▶ Задание 1:
Согласуются ли с исходным текстом утверждения (а), (б) и (в)? Для каждого ответьте «да» или «нет» и точно процитируйте решающие слова текста.
(а) Про проект писали в The New York Times.
(б) Публика того времени не различала плагиат.
(в) Говорящий плохо относится к Инстасамке.
▶ Задание 2:
Перепечатайте без изменений фрагмент исходного текста: начните со слов "На бумаге Линда" и остановитесь после слов "настолько большое внимание.".

──────── Исходный текст

На бумаге Линда — это ведь тоже «Алло, есть тут одна девочка». Но ведь сработало, и до сих пор хорошо звучит.

Для того времени Линда, действительно, звучала очень круто. Сейчас это уже достаточно простенько. Но тогда, да, это было событие, и очень заметное. Западные коллеги интересовались этим проектом. Даже был прецедент, когда Мадонна после нашего клипа на «Ворону» повторила всю стилистику во FROZEN, вплоть до конкретных кадров. Про нас писали в The New York Times, то есть вот настолько большое внимание. 

Еще важный момент: людям тогда хотелось потреблять новое. Публика различала плагиат, заимствовать было стремно. И все равно, конечно, все заимствовали, но старались привнести что-то свое. Аудитория заставляла тебя думать: люди отказывались потреблять чушь, поэтому и качество было другое. И это все еще было время больших песен. Я нормально отношусь к Инстасамке, она хорошая девчонка, но «За деньги да» — это все-таки не «Кукушка» и не «Я хочу быть с тобой». А сегодня люди слушают песню с текстом: «Ягода-малинка, о-о-о».

────────────────
──────── Строки данных

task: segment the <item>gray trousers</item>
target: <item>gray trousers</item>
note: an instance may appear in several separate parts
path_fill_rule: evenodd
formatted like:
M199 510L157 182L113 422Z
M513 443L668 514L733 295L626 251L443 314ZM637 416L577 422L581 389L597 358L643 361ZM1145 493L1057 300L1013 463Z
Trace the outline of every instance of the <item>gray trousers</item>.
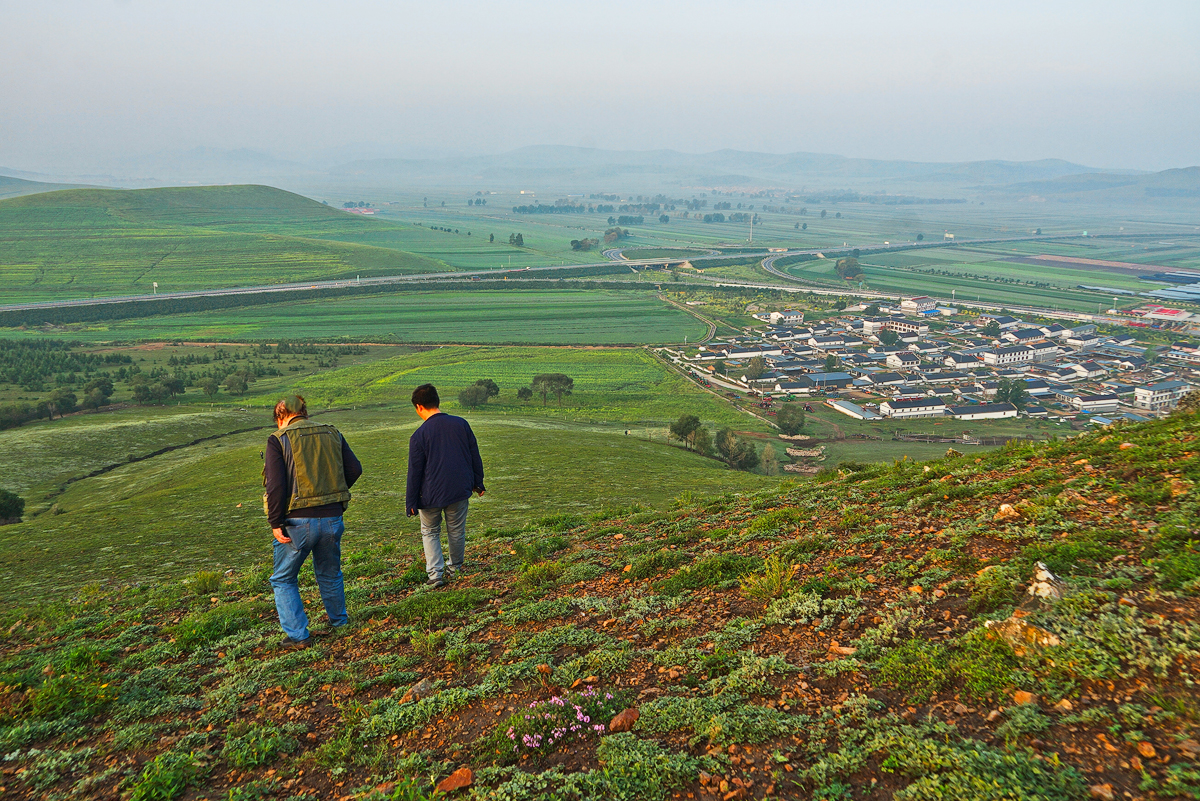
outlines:
M470 499L450 506L416 510L421 518L421 546L425 548L425 573L431 579L442 578L446 565L442 556L442 518L446 519L446 540L450 542L450 572L462 568L467 549L467 507Z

────────────────

▶ Ответ 1:
(а) Да: «Про нас писали в The New York Times».
(б) Нет: «Публика различала плагиат, заимствовать было стремно».
(в) Нет: «Я нормально отношусь к Инстасамке».

▶ Ответ 2:
На бумаге Линда — это ведь тоже «Алло, есть тут одна девочка». Но ведь сработало, и до сих пор хорошо звучит.

Для того времени Линда, действительно, звучала очень круто. Сейчас это уже достаточно простенько. Но тогда, да, это было событие, и очень заметное. Западные коллеги интересовались этим проектом. Даже был прецедент, когда Мадонна после нашего клипа на «Ворону» повторила всю стилистику во FROZEN, вплоть до конкретных кадров. Про нас писали в The New York Times, то есть вот настолько большое внимание.